#### SUPPLIED PASSAGE
How can you tell how well you and your loved ones are coping with this illness? To begin with, you might examine the following nine signs of poor adjustment, and carefully consider whether your family is experiencing any of these difficulties.

  1. Depression. Grief is a normal and healthy reaction to illness. While grieving, a family member may be sad and irritable, may cry frequently, may have insomnia, and may be preoccupied with rehabilitation concerns. Such grieving usually passes within several months as the reality of the illness settles in and motivation to rehabilitate begins to grow. However, some family members react to illness by becoming seriously depressed—a condition that paralyzes rehabilitation and family life in ways that grieving does not. Although grief and depression may look and feel similar in many ways, important differences between these two conditions do exist. It is essential to understand that clinical depression of this sort is a medical condition that requires appropriate treatment. No amount of pep talks, positive thinking, or messages like "Pull yourself up by your bootstraps and get on with life" will cure clinical depression. Most clinically depressed people require both medication and professional psychological help to overcome this condition.
    The good news is that not only can depression be treated—it can be cured. Typical reactions to current psychological, medical, and psychiatric treatments for depression fall into the category of modern medical miracles. Help is available. If any member of your family persists in showing the symptoms just described for more than eight weeks, help that loved one to seek appropriate treatment.
  2. Failure to accept the diagnosis. Some families never say the H-word out loud; they never openly talk about the fact that a member of the family has heart illness. One such family whom I treated insisted on referring to their mother's angina as "upset stomach." Others constantly change doctors, searching for one who will participate in their denial. Still others refuse to accept the need for taking rehabilitation seriously and make statements such as "High blood pressure just runs in our family, and no one has died young yet. It's nothing to worry about."
  3. Denying the symptoms of illness. One relative of mine who recently underwent quadruple coronary artery bypass surgery after his first visit to a cardiologist admitted that for years he had been experiencing crushing chest pains whenever he walked in the woods on cold days in hunting season. Rather than accept these pains as a sign of illness, he reported that he would usually just sit beneath a tree and pound his chest until the pain stopped. Now, that's denial!
  4. Remaining ignorant about the illness. Unhealthy families refuse to learn the details of heart illness and cardiac rehabilitation. This refusal often signifies a passive, victimized attitude in reaction to the illness, an attitude that will surely work against successful adjustment.
  5. Flights into activity. Some patients and families react to illness by running—not as in exercising; as in scared to death. They act as though they fear that life is almost over and that they therefore need to cram as much as possible into their remaining days. The result might be impulsive behavior that just makes life more complicated. For others, the flight into activity happens as part of staying stuck in the bargaining stage of grieving. These people believe, "If I try hard enough and behave perfectly enough, then this illness will disappear." This belief might lead to trying as many different rehabilitation strategies as possible, all in the shortest possible period of time; shopping for magical cures; doubling exercise or dietary changes; of engaging in superstitious behaviors.
########
Retype the passage on signs of poor adjustment to heart illness word for word, from "3. Denying the" to "against successful adjustment.".
#### PROVIDED RECORDS
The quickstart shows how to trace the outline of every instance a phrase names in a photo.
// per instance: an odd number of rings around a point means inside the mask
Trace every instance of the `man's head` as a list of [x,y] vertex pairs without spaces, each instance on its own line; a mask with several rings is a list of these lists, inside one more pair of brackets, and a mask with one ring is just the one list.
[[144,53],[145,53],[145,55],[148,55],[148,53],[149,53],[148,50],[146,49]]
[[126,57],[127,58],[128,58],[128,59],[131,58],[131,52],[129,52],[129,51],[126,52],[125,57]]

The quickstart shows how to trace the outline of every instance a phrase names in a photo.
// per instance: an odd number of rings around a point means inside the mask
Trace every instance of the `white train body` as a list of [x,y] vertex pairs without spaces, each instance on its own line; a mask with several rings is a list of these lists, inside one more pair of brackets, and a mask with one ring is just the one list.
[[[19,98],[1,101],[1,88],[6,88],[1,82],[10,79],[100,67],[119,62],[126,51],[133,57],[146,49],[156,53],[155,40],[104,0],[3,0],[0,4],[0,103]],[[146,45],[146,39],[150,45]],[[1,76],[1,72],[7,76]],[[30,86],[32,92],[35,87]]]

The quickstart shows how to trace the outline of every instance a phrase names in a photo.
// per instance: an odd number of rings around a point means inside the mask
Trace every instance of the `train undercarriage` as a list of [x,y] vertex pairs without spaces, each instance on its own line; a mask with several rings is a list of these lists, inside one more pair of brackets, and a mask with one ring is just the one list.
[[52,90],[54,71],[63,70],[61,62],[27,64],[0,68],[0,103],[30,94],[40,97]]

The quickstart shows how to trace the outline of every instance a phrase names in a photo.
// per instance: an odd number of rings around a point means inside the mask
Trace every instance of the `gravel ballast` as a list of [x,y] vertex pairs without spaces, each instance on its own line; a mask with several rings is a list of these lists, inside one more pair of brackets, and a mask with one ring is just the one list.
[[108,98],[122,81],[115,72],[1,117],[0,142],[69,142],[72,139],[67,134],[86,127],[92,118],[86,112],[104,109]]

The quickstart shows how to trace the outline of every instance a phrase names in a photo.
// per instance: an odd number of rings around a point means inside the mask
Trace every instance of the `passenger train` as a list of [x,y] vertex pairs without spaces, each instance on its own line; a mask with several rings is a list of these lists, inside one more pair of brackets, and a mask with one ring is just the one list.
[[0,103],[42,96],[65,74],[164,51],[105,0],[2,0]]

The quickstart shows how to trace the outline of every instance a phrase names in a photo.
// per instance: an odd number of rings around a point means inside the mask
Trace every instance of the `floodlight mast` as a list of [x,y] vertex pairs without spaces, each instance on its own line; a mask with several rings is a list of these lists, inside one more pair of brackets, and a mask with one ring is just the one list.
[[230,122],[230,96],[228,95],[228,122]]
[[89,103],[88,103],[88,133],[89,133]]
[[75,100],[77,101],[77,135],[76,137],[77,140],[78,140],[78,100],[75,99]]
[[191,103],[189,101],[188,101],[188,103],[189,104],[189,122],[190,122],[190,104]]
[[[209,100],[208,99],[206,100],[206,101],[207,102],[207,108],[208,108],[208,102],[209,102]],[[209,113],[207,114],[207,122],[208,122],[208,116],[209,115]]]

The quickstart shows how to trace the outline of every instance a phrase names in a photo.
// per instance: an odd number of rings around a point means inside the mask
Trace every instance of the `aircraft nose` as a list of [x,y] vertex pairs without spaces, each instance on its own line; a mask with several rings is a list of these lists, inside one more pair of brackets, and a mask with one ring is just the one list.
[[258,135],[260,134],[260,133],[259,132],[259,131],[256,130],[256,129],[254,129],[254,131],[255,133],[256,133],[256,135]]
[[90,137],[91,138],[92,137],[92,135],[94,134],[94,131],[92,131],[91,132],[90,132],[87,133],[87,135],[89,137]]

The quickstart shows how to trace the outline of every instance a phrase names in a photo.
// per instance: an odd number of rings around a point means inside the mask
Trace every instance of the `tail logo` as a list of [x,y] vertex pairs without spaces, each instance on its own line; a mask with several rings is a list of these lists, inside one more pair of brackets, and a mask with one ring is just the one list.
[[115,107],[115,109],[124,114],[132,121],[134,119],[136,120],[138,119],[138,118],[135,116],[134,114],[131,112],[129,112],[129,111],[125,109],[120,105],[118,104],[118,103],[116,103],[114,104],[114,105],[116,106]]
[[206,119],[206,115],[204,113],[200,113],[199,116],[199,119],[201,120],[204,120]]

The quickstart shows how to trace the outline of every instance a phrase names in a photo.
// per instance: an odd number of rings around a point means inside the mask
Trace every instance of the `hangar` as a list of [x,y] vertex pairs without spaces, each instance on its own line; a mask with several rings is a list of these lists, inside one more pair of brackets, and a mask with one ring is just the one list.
########
ANSWER TO THIS PROBLEM:
3. Denying the symptoms of illness. One relative of mine who recently underwent quadruple coronary artery bypass surgery after his first visit to a cardiologist admitted that for years he had been experiencing crushing chest pains whenever he walked in the woods on cold days in hunting season. Rather than accept these pains as a sign of illness, he reported that he would usually just sit beneath a tree and pound his chest until the pain stopped. Now, that's denial!
  4. Remaining ignorant about the illness. Unhealthy families refuse to learn the details of heart illness and cardiac rehabilitation. This refusal often signifies a passive, victimized attitude in reaction to the illness, an attitude that will surely work against successful adjustment.